> **Material for this task**

___

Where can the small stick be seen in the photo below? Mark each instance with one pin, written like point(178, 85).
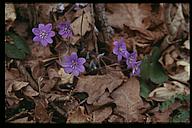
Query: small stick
point(26, 75)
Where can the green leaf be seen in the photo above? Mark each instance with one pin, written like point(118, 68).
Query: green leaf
point(145, 90)
point(156, 53)
point(145, 68)
point(19, 42)
point(157, 73)
point(12, 51)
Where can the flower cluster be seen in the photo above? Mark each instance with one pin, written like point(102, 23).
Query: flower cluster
point(121, 51)
point(44, 33)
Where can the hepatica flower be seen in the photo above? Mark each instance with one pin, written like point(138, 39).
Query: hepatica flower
point(65, 29)
point(120, 49)
point(131, 59)
point(43, 34)
point(136, 68)
point(72, 64)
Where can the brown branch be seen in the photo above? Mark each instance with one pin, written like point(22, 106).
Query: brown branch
point(26, 75)
point(105, 28)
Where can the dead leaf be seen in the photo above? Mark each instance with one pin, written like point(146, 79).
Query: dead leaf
point(98, 84)
point(128, 14)
point(104, 99)
point(19, 85)
point(114, 118)
point(41, 114)
point(78, 116)
point(29, 91)
point(169, 90)
point(100, 115)
point(128, 100)
point(164, 117)
point(22, 120)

___

> **What you have to do**
Reproduce all of the records above verbatim, omitting the pictures.

> **Complete response**
Where can the small stick be seen in the photo below? Mark each instance with one pin, written like point(178, 85).
Query: small stick
point(26, 75)
Where can the green leaf be seen in the photo above? Mark each instance with one pin, written like point(118, 68).
Query: green leaf
point(145, 90)
point(156, 53)
point(145, 68)
point(19, 42)
point(157, 73)
point(12, 51)
Where can the flower cluster be seen in the photo above? Mark each instance with one pin, written like point(102, 23).
Query: flower cluster
point(121, 51)
point(44, 33)
Where can the hepatica flower be seen in the photo above? Mark each instance with one pin, written like point(138, 39).
Query: hepatica flower
point(65, 29)
point(120, 49)
point(131, 59)
point(43, 34)
point(136, 68)
point(72, 64)
Where can the brown branch be seen in the photo above? Mark each instance with one pin, written like point(22, 106).
Query: brown branch
point(26, 75)
point(105, 28)
Where can the dead leaf be seen in the photo above? Mark each instance with one pin, written like point(146, 79).
Query: dead leaf
point(98, 84)
point(128, 14)
point(104, 99)
point(19, 85)
point(114, 118)
point(41, 114)
point(78, 116)
point(29, 91)
point(169, 90)
point(100, 115)
point(128, 100)
point(164, 117)
point(22, 120)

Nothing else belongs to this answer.